- TEKSTFRAGMENT
·····

In deze paragraaf gaan we de begrippen spanning en stroomsterkte gebruiken om te rekenen met verschillende soorten schakelingen.

Laten we eens kijken hoe het zit met de stroomsterkte in een aantal verschillende schakelingen. In de onderstaande animatie zien we lading stromen door een serieschakeling. In een serieschakeling gaat alle lading door alle lampjes heen. De hoeveelheid lading die uit de spanningsbron stroomt is dus gelijk aan de hoeveelheid lading die het rechter lampje in stroomt en even later het linker lampje in stroomt. De stroomsterkte is in een serieschakeling dus in alle onderdelen gelijk.

·····

- INHOUD DATASET
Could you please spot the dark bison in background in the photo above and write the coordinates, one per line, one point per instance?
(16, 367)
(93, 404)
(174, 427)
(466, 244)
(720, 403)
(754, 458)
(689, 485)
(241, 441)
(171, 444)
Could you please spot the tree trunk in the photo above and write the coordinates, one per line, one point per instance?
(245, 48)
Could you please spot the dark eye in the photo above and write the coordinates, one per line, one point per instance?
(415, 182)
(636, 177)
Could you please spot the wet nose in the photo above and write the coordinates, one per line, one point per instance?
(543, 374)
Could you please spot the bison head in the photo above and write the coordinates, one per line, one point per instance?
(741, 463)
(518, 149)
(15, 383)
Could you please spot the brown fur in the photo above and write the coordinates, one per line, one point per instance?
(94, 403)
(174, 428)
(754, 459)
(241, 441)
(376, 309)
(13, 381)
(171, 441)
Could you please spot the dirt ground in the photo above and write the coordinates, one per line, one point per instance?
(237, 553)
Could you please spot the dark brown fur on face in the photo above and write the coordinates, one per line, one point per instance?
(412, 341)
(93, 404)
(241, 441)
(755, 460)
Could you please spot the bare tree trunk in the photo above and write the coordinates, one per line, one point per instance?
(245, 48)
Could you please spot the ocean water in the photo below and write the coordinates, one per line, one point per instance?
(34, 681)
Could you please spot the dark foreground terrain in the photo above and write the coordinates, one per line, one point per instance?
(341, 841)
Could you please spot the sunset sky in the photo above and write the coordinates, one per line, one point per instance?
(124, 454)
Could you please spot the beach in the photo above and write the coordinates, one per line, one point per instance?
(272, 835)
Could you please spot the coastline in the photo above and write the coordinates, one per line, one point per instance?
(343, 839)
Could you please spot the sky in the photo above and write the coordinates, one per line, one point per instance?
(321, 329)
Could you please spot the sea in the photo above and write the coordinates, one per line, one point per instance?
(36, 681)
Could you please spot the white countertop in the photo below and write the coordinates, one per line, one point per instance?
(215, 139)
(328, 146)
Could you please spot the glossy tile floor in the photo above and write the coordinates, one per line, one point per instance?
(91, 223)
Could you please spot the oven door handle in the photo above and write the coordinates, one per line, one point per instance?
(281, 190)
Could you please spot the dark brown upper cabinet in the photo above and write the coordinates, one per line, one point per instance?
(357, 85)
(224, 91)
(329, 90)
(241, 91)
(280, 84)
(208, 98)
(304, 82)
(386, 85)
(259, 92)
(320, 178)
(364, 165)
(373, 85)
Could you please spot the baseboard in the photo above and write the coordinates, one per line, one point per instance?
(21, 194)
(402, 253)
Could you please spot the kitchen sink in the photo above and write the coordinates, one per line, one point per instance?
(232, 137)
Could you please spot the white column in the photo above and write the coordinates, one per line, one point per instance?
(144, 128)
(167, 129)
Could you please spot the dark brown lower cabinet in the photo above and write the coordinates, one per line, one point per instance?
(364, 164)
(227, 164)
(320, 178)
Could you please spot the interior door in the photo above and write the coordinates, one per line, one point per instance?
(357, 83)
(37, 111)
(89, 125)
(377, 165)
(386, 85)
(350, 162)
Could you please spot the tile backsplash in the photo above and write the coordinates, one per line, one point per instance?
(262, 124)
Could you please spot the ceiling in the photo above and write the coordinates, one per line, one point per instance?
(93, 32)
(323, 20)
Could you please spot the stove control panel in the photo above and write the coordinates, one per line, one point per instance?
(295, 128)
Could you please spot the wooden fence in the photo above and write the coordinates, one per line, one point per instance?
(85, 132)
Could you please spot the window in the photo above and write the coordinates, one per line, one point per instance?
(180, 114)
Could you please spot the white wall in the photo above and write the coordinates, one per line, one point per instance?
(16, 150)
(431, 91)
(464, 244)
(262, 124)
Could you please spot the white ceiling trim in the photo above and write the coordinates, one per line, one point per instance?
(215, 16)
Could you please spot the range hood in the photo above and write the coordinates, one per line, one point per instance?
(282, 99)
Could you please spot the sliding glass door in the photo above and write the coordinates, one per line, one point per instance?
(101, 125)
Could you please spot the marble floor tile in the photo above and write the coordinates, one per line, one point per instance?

·····

- OPDRACHTEN
1: Stel voor elk van de volgende beweringen vast of deze overeenkomt met het tekstfragment, en antwoord met ja of nee, gevolgd door de doorslaggevende woorden van het tekstfragment als letterlijk citaat. (a) In een serieschakeling gaat alle lading door alle lampjes heen. (b) In een serieschakeling verschilt de stroomsterkte per onderdeel. (c) De animatie toont lading die door een parallelschakeling stroomt.
2: Herschrijf de regels van de rijen vanaf de regel met "Could you please spot the sliding" tot en met het einde van de rijen, beide grenzen inbegrepen. Vervang daarbij "marble" door "granite" en laat al het overige ongewijzigd.

- VOLLEDIGE ANTWOORDEN
1:
(a) Ja: "In een serieschakeling gaat alle lading door alle lampjes heen."
(b) Nee: "De stroomsterkte is in een serieschakeling dus in alle onderdelen gelijk."
(c) Nee: "In de onderstaande animatie zien we lading stromen door een serieschakeling."

2:
Could you please spot the sliding glass door in the photo above and write the coordinates, one per line, one point per instance?
(101, 125)
Could you please spot the granite floor tile in the photo above and write the coordinates, one per line, one point per instance?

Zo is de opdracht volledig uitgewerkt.